• **Problem requirements**
Return each line of the listing below, unchanged, and omit the images.

• **Extracted records**
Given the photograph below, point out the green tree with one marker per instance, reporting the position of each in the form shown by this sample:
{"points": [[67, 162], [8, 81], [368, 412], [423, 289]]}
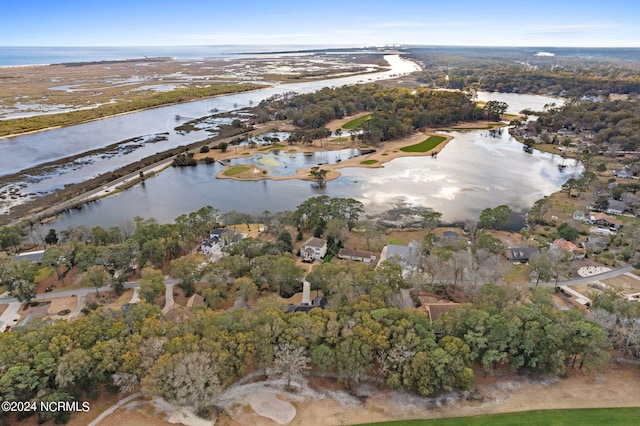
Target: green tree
{"points": [[151, 284], [494, 218], [97, 277], [323, 356], [290, 360], [51, 238], [284, 241], [495, 109], [186, 269]]}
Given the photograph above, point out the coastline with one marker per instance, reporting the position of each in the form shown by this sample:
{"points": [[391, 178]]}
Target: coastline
{"points": [[383, 153]]}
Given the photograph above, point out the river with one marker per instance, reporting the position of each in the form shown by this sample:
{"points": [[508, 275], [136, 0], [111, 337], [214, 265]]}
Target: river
{"points": [[476, 170], [22, 152]]}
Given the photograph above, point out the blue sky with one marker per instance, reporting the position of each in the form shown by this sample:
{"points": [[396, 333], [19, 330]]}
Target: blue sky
{"points": [[585, 23]]}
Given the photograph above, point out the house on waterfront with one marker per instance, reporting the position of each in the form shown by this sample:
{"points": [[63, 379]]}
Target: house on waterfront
{"points": [[569, 247], [219, 238], [616, 207], [356, 255], [31, 256], [407, 257], [313, 249], [520, 254], [597, 243], [599, 218]]}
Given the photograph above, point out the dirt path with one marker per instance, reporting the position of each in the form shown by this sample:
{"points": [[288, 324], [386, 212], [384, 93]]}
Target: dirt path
{"points": [[618, 385]]}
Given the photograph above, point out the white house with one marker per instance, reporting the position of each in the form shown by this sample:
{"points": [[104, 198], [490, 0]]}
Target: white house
{"points": [[219, 238], [312, 249]]}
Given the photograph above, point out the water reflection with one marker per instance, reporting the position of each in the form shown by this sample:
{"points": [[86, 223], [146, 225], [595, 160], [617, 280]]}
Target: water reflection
{"points": [[474, 171]]}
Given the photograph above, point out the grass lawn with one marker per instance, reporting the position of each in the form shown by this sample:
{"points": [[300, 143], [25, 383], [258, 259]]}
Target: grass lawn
{"points": [[236, 170], [487, 127], [355, 123], [426, 145], [277, 146], [582, 417]]}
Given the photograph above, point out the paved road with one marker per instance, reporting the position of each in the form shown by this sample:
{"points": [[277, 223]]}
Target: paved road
{"points": [[584, 280]]}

• **Answer section**
Given the photograph below, point out the green tree with one marker per instance, reporting the position of each in the form shown by this sample:
{"points": [[67, 162], [8, 81], [368, 412], [423, 289]]}
Target: green tree
{"points": [[151, 284], [494, 218], [97, 277], [323, 356], [290, 360], [51, 238], [284, 241], [495, 109], [186, 269]]}
Given the photograph above, point out the coastline with one marker per instance, reporting the position of each in the form shown by this sample:
{"points": [[391, 178]]}
Target: coastline
{"points": [[383, 153]]}
Given the photograph above, point out the river with one marker per instance, reporting the position of each in the form shown by this sample:
{"points": [[508, 275], [136, 0], [111, 337], [214, 265]]}
Target: river
{"points": [[476, 170], [22, 152]]}
Given the photograph above, point out the blue sky with one marker per instance, reporting the position of each in the form shown by this sample:
{"points": [[396, 333], [19, 330]]}
Target: blue sky
{"points": [[585, 23]]}
Given the photograph above, point out the house on waterfront with one marker per instance, reporting the position of each in the form shown by this sample:
{"points": [[63, 379]]}
Target: house on waterfront
{"points": [[569, 247], [219, 238], [616, 207], [356, 255], [31, 256], [407, 257], [313, 249], [520, 254], [597, 243], [599, 218]]}
Given the photograph above, point out the dirt path with one marker per instance, reporting the position of each in the form shown by this sample:
{"points": [[288, 324], [386, 212], [384, 93]]}
Target: dirt path
{"points": [[618, 385]]}
Given the photograph above, point out the white house with one marker per instance, reporting the position of each in the form shown by this sample:
{"points": [[104, 198], [490, 0]]}
Target: white house
{"points": [[219, 238], [312, 249]]}
Given the photograph above, point out the water reflection with one marker per instance, reporting the position of each in the form shown by this sample:
{"points": [[86, 223], [146, 225], [595, 160], [617, 280]]}
Target: water reflection
{"points": [[474, 171]]}
Given the photograph above, point out the grass lawn with one marker per instance, reporting the position of each in the form shown by this sample:
{"points": [[300, 143], [25, 383], [258, 259]]}
Target: grass lawn
{"points": [[236, 170], [487, 127], [355, 123], [426, 145], [277, 146], [582, 417]]}
Given the photograph above, point out the paved road with one marker per instance, reporting the position of each in the form shown by this sample:
{"points": [[277, 223]]}
Target: paved road
{"points": [[584, 280]]}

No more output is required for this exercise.